#### Goal:
Transcribe all of the records word for word, but omit the pictures.

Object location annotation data
===

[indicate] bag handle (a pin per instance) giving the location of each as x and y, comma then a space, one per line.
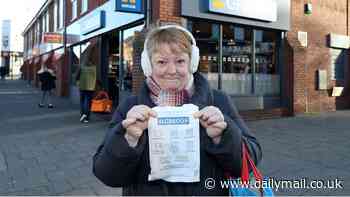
101, 95
245, 170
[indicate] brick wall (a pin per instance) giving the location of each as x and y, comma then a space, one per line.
137, 77
327, 17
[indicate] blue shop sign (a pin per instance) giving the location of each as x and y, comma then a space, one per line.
134, 6
265, 10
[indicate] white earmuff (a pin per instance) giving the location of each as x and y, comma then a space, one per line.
146, 62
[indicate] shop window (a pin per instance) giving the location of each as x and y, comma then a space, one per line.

===

#### Full solution:
[indicate] bag handle (a pin per instance) giving the location of each as x and y, comma then a space, one per line.
101, 95
245, 170
[indicate] brick wall (a pin per instance) giving the location of each as x and y, comma then a space, one per line.
137, 77
327, 17
[indicate] blue shop sign (a pin per instance) giving the location of each as x and y, comma then a space, one per line.
134, 6
265, 10
[indicate] white earmuff (a pin per instance) giving the location of each as x and y, comma then a space, one per line.
146, 62
[indicate] shop window (a pin per instance) giving the location of each as x and y, comma then a space, one per line.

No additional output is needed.